─── SUPPLIED MATERIAL ───

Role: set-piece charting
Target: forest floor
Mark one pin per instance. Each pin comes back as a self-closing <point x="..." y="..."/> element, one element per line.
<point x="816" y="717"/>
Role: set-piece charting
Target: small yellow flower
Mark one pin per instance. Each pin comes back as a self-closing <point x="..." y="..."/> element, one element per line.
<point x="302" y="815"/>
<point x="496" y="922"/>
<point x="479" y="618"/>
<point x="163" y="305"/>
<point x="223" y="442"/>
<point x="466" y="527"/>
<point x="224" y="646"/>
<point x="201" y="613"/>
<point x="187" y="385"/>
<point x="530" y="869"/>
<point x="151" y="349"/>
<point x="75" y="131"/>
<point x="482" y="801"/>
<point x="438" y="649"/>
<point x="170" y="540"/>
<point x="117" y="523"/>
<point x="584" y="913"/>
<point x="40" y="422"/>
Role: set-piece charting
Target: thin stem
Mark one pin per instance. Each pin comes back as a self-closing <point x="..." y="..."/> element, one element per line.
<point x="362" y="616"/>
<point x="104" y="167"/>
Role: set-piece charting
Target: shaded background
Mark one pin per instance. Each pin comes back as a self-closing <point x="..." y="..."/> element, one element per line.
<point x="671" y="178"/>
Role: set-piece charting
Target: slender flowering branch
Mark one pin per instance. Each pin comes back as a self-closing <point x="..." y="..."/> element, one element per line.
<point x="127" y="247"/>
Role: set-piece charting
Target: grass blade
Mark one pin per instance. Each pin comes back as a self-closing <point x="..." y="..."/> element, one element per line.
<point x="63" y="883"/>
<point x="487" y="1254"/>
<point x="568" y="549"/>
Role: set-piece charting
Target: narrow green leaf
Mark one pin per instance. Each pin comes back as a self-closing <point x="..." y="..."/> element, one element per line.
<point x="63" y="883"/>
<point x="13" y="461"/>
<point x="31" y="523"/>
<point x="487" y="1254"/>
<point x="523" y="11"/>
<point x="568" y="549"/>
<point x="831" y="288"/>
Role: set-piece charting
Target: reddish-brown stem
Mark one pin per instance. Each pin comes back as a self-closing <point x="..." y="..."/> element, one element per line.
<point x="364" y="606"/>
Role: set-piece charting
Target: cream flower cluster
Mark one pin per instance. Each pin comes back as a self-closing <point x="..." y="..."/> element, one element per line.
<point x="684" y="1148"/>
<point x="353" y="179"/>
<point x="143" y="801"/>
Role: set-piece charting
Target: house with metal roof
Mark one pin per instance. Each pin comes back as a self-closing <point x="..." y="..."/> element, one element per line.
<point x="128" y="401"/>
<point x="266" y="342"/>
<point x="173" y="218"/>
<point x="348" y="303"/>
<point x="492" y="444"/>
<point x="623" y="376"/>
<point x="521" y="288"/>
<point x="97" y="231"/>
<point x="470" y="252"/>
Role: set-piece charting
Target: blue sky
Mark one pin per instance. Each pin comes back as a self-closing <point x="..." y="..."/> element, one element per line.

───

» TASK PROMPT
Returned text must match every record word for word.

» WORKED SOLUTION
Role: set-piece charting
Target: forest floor
Mark one pin per instance. Each pin comes back as a self-closing <point x="..." y="..."/> element, one element per line.
<point x="816" y="717"/>
Role: set-piece charting
Target: small yellow flower
Mark one pin per instance. Each pin comes back as a self-closing <point x="..." y="..."/> element, one element per line.
<point x="302" y="815"/>
<point x="496" y="922"/>
<point x="479" y="618"/>
<point x="163" y="305"/>
<point x="223" y="442"/>
<point x="466" y="527"/>
<point x="224" y="646"/>
<point x="201" y="613"/>
<point x="187" y="385"/>
<point x="530" y="869"/>
<point x="151" y="349"/>
<point x="75" y="131"/>
<point x="482" y="801"/>
<point x="438" y="649"/>
<point x="170" y="540"/>
<point x="117" y="523"/>
<point x="584" y="913"/>
<point x="40" y="422"/>
Role: set-piece charting
Target: thin stem
Mark one pin per instance. Each pin comes back as a self-closing <point x="..." y="..."/> element, one element per line.
<point x="362" y="616"/>
<point x="104" y="167"/>
Role: set-piece charting
Target: shaded background
Mark one pin per instance. Each pin comes back as a self-closing <point x="..." y="..."/> element, one element per line.
<point x="671" y="178"/>
Role: set-piece charting
Target: slender flowering branch
Mark one pin per instance. Each pin comes back as a self-closing <point x="..." y="..."/> element, one element per line.
<point x="127" y="247"/>
Role: set-piece charting
Target: grass blade
Mark one pin per instance. Each pin comes back as a self-closing <point x="..." y="..."/> element, one element per line.
<point x="63" y="883"/>
<point x="487" y="1254"/>
<point x="568" y="549"/>
Role: set-piece charting
Target: narrow green leaf
Mark one pin per instance. Each pin comes back as a self-closing <point x="..." y="..."/> element, one element per line.
<point x="63" y="883"/>
<point x="13" y="461"/>
<point x="31" y="523"/>
<point x="487" y="1254"/>
<point x="523" y="11"/>
<point x="568" y="549"/>
<point x="831" y="288"/>
Role: set-piece charting
Target: reddish-brown stem
Mark one pin per instance. Each pin comes back as a self-closing <point x="..." y="..."/> element, one element per line.
<point x="364" y="606"/>
Role: set-piece charting
Target: cream flower cluster
Mark one pin per instance. Each pin comes back as a self-closing <point x="..." y="..."/> element, one element per line.
<point x="684" y="1148"/>
<point x="353" y="179"/>
<point x="143" y="801"/>
Role: set-piece charting
Target: house with metal roof
Mark one pin per instance. Each pin comes back as a self-closing <point x="..." y="..."/> element, one element per line.
<point x="128" y="401"/>
<point x="266" y="342"/>
<point x="173" y="218"/>
<point x="348" y="303"/>
<point x="492" y="444"/>
<point x="623" y="376"/>
<point x="521" y="288"/>
<point x="97" y="231"/>
<point x="470" y="252"/>
Role: set-piece charting
Target: blue sky
Mark one pin per instance. Each pin comes back as a self-closing <point x="..." y="..."/> element, one element per line.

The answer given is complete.